* **STATED TASK**: Render every line of the items below as a Markdown table with two columns, Row for the line's number and Line for its text, skipping any blank lines. Leave the pictures out of your answer.

* **DATA SUPPLIED**:
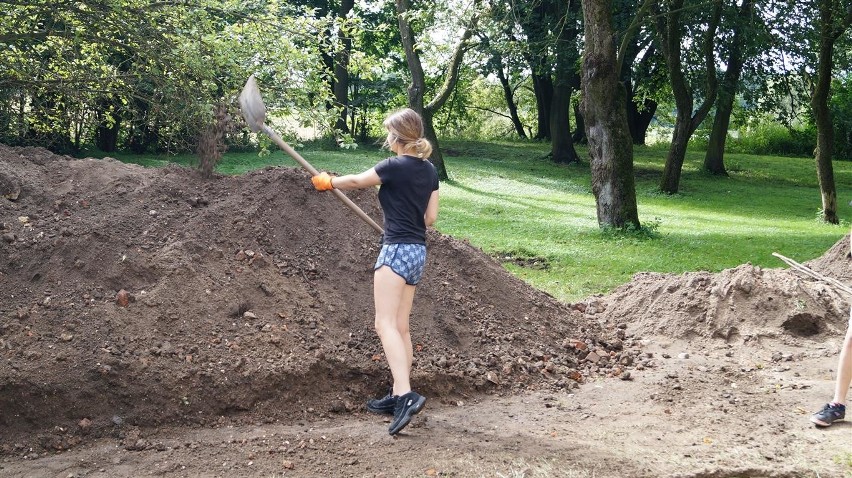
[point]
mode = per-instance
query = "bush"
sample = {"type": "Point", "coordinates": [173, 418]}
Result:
{"type": "Point", "coordinates": [770, 138]}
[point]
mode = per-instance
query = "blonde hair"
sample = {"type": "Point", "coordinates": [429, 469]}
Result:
{"type": "Point", "coordinates": [406, 128]}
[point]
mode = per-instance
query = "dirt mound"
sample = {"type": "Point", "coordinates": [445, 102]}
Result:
{"type": "Point", "coordinates": [735, 305]}
{"type": "Point", "coordinates": [148, 296]}
{"type": "Point", "coordinates": [156, 323]}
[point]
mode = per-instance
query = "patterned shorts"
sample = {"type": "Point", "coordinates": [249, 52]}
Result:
{"type": "Point", "coordinates": [407, 260]}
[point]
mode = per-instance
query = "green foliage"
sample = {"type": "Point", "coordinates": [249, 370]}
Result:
{"type": "Point", "coordinates": [539, 218]}
{"type": "Point", "coordinates": [770, 138]}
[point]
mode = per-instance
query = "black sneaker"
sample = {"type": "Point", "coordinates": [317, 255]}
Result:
{"type": "Point", "coordinates": [829, 414]}
{"type": "Point", "coordinates": [384, 405]}
{"type": "Point", "coordinates": [407, 406]}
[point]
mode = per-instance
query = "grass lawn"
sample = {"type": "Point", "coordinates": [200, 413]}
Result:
{"type": "Point", "coordinates": [539, 217]}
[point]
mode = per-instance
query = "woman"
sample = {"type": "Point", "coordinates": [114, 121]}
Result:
{"type": "Point", "coordinates": [408, 194]}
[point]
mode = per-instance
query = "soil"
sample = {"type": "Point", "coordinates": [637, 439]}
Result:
{"type": "Point", "coordinates": [157, 323]}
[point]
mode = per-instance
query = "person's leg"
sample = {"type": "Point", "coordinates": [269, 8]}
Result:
{"type": "Point", "coordinates": [388, 293]}
{"type": "Point", "coordinates": [402, 321]}
{"type": "Point", "coordinates": [836, 408]}
{"type": "Point", "coordinates": [844, 369]}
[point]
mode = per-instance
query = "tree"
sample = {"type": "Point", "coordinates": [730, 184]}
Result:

* **OUTPUT FOR THIS EXERCISE**:
| Row | Line |
|---|---|
| 1 | [point] |
| 2 | mode = per-instance |
| 3 | query = "bush" |
| 4 | sample = {"type": "Point", "coordinates": [173, 418]} |
| 5 | Result: |
| 6 | {"type": "Point", "coordinates": [770, 138]} |
| 7 | [point] |
| 8 | mode = per-instance |
| 9 | query = "blonde hair" |
| 10 | sample = {"type": "Point", "coordinates": [429, 469]} |
| 11 | Result: |
| 12 | {"type": "Point", "coordinates": [406, 128]} |
| 13 | [point] |
| 14 | mode = per-instance |
| 15 | query = "dirt mound" |
| 16 | sample = {"type": "Point", "coordinates": [445, 102]} |
| 17 | Result: |
| 18 | {"type": "Point", "coordinates": [735, 305]} |
| 19 | {"type": "Point", "coordinates": [148, 296]} |
| 20 | {"type": "Point", "coordinates": [156, 323]} |
| 21 | [point] |
| 22 | mode = per-instance |
| 23 | query = "patterned shorts" |
| 24 | sample = {"type": "Point", "coordinates": [249, 52]} |
| 25 | Result: |
| 26 | {"type": "Point", "coordinates": [407, 260]} |
| 27 | [point] |
| 28 | mode = per-instance |
| 29 | query = "green foliage" |
| 30 | sample = {"type": "Point", "coordinates": [249, 370]} |
| 31 | Result: |
| 32 | {"type": "Point", "coordinates": [539, 218]} |
| 33 | {"type": "Point", "coordinates": [770, 138]} |
| 34 | [point] |
| 35 | mode = per-instance |
| 36 | query = "black sneaker" |
| 37 | sample = {"type": "Point", "coordinates": [317, 255]} |
| 38 | Result: |
| 39 | {"type": "Point", "coordinates": [829, 414]} |
| 40 | {"type": "Point", "coordinates": [384, 405]} |
| 41 | {"type": "Point", "coordinates": [407, 406]} |
| 42 | [point] |
| 43 | mode = per-instance |
| 44 | query = "grass lawn" |
| 45 | sample = {"type": "Point", "coordinates": [200, 413]} |
| 46 | Result: |
| 47 | {"type": "Point", "coordinates": [539, 217]} |
| 48 | [point] |
| 49 | mode = per-instance |
| 50 | query = "woman" |
| 51 | sample = {"type": "Point", "coordinates": [114, 121]} |
| 52 | Result: |
| 53 | {"type": "Point", "coordinates": [408, 194]} |
| 54 | [point] |
| 55 | mode = per-instance |
| 56 | query = "soil" |
| 57 | sample = {"type": "Point", "coordinates": [637, 439]} |
| 58 | Result: |
| 59 | {"type": "Point", "coordinates": [157, 323]} |
| 60 | [point] |
| 61 | mode = per-instance |
| 62 | query = "person's leg" |
| 63 | sample = {"type": "Point", "coordinates": [269, 8]} |
| 64 | Result: |
| 65 | {"type": "Point", "coordinates": [388, 293]} |
| 66 | {"type": "Point", "coordinates": [402, 321]} |
| 67 | {"type": "Point", "coordinates": [836, 408]} |
| 68 | {"type": "Point", "coordinates": [844, 369]} |
| 69 | [point] |
| 70 | mode = per-instance |
| 71 | query = "tree" |
| 72 | sample = {"type": "Point", "coordinates": [730, 184]} |
| 73 | Result: |